- _Task to complete_:
Read the data below line by line and state how many lines hold "snowy". Nothing else belongs in the answer.

- _Supplied material_:

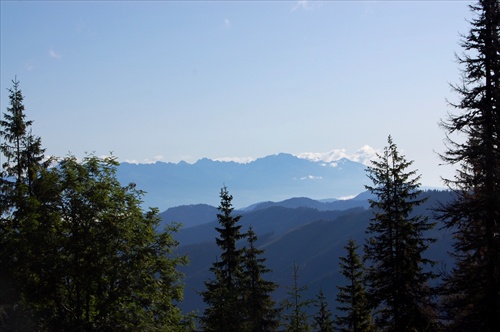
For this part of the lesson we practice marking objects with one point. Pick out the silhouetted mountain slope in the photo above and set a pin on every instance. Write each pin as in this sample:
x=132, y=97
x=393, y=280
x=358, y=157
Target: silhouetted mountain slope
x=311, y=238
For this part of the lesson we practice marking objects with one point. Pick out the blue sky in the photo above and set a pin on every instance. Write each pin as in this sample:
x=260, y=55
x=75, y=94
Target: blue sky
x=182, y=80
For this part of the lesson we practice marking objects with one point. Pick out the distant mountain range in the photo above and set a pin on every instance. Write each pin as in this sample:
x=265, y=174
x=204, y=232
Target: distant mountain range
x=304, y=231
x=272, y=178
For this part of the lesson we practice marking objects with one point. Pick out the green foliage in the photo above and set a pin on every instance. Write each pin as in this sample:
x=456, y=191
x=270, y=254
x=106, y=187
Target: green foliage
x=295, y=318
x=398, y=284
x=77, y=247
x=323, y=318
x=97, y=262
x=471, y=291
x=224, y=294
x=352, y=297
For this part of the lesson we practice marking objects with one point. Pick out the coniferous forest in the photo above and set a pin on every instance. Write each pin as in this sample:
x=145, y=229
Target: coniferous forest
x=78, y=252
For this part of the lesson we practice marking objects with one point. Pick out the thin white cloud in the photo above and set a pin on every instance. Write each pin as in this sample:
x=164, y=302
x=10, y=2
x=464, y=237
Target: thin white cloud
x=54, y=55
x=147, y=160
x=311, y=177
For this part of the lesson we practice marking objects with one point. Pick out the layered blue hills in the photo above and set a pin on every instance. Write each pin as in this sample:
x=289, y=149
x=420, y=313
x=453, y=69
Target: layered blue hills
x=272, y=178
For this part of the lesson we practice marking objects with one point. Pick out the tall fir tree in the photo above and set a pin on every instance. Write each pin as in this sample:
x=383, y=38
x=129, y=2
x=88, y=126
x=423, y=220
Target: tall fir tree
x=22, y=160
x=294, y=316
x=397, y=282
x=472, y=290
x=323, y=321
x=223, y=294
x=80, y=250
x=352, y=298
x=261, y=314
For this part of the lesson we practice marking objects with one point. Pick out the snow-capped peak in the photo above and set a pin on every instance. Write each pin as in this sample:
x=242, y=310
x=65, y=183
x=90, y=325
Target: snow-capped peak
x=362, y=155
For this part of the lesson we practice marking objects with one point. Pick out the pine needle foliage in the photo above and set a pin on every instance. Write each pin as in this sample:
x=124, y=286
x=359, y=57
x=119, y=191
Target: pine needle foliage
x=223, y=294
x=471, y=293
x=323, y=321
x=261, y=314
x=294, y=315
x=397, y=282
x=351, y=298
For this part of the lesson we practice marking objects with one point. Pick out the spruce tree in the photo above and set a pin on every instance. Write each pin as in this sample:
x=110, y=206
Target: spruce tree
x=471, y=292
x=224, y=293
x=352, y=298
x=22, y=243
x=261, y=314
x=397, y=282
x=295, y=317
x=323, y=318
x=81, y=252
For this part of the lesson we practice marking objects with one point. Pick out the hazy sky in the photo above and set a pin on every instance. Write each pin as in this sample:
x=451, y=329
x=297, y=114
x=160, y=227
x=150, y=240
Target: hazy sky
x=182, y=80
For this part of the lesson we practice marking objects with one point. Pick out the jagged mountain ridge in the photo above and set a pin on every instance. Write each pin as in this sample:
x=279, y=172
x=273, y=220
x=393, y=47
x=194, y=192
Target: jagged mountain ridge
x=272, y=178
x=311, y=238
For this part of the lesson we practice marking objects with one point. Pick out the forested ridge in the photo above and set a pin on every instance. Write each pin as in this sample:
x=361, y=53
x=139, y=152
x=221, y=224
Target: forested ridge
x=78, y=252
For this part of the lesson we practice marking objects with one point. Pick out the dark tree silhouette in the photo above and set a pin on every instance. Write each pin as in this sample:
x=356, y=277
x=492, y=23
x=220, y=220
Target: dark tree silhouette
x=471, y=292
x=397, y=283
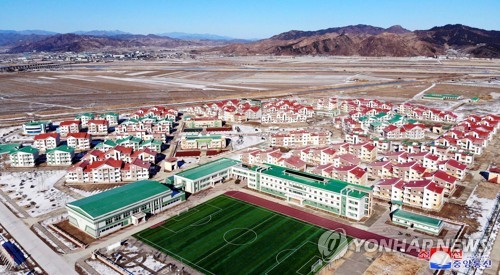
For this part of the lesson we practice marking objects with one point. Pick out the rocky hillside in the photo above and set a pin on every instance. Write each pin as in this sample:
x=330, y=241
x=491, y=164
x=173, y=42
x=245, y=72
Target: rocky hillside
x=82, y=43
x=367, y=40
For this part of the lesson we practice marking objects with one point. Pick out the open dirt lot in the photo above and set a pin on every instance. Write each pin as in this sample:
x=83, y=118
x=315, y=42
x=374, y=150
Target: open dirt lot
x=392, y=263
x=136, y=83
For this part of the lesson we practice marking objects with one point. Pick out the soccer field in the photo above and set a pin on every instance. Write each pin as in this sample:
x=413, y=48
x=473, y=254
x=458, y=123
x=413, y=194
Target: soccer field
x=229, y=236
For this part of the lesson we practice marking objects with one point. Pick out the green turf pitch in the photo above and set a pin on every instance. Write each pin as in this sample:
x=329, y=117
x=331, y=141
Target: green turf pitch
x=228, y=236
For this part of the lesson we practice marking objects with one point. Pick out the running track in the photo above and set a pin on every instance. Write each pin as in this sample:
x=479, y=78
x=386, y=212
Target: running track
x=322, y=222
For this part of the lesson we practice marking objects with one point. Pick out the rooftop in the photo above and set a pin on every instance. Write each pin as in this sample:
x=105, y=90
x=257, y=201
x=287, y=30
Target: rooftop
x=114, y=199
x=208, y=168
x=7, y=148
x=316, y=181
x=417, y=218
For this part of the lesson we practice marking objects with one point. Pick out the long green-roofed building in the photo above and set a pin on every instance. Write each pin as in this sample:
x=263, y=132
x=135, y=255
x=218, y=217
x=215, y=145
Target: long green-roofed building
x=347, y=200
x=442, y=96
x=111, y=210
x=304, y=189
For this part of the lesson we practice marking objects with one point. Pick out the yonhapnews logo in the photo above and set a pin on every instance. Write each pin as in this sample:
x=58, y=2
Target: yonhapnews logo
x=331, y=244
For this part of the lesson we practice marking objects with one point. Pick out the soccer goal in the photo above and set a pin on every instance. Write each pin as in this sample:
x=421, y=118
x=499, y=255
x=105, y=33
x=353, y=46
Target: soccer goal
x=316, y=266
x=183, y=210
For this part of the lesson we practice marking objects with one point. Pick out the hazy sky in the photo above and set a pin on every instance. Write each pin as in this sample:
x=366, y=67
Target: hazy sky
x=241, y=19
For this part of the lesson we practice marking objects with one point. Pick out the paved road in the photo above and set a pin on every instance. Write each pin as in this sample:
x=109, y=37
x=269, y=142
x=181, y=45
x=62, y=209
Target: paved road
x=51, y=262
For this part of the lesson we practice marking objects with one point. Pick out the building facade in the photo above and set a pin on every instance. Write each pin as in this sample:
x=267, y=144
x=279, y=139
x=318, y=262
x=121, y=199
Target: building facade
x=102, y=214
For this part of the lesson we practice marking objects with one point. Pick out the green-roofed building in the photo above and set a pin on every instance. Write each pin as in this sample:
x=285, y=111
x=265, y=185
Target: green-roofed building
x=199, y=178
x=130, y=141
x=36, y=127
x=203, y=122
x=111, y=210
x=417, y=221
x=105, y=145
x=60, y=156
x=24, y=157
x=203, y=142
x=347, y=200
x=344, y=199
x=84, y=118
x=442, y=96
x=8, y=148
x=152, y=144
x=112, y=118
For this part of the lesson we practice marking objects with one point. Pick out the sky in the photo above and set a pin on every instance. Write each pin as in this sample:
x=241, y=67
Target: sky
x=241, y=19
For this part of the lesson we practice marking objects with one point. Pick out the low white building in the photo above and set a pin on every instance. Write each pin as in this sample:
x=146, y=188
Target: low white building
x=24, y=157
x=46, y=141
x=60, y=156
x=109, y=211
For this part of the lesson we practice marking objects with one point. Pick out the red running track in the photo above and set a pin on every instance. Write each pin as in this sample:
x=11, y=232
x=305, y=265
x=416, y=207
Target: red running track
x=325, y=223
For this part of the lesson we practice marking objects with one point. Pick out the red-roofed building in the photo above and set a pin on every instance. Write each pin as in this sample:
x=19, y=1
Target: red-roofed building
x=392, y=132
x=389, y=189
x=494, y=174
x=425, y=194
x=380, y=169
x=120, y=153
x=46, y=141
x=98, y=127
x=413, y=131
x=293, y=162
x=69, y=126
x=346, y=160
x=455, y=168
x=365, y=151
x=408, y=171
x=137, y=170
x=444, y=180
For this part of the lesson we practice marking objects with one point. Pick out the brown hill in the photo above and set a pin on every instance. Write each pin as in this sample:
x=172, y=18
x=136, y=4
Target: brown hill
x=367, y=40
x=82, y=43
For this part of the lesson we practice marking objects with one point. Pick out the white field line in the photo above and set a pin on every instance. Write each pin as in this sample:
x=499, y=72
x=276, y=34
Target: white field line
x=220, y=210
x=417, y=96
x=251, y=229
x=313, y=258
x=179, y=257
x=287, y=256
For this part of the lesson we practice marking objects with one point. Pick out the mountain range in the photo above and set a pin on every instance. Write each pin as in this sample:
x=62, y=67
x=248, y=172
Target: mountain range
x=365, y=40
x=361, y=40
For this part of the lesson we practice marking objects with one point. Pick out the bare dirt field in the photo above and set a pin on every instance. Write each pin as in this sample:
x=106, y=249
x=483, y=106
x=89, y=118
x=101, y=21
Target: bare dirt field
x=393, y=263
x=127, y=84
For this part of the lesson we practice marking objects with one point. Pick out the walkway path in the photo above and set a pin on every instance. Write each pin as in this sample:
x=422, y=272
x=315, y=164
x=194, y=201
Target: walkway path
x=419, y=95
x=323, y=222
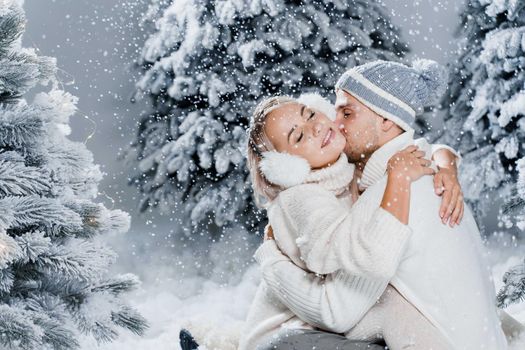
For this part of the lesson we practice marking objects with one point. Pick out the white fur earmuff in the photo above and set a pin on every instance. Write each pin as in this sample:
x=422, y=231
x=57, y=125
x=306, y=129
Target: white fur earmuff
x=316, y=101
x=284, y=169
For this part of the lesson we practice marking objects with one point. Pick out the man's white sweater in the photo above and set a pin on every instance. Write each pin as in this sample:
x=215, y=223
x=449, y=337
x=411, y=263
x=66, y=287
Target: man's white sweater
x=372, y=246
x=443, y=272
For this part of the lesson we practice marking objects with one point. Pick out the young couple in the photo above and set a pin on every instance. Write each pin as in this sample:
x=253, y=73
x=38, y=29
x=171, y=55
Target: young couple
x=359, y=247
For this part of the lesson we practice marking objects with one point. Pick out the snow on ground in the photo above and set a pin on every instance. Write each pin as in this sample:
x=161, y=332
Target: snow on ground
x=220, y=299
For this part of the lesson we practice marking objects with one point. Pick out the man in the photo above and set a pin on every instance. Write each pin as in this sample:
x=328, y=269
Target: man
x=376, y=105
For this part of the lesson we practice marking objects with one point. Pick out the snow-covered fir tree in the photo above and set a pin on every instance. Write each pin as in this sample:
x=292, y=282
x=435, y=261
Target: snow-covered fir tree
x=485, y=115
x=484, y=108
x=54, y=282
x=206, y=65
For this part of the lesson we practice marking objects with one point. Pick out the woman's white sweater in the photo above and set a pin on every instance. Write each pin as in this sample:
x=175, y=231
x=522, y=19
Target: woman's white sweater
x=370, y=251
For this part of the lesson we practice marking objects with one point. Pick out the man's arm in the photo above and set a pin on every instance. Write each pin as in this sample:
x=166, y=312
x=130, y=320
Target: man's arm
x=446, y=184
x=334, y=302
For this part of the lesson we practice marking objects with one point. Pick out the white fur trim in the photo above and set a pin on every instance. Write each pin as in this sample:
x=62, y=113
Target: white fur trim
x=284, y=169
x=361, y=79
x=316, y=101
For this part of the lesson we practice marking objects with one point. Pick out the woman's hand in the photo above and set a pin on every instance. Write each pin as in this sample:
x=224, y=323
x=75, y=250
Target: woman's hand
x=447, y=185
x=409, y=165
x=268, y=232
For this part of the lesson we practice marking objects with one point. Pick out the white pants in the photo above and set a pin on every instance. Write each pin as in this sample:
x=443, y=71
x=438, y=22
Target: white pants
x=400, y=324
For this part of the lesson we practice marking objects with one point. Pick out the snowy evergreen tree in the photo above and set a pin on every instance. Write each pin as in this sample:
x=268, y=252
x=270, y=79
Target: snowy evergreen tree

- _Response to this exercise_:
2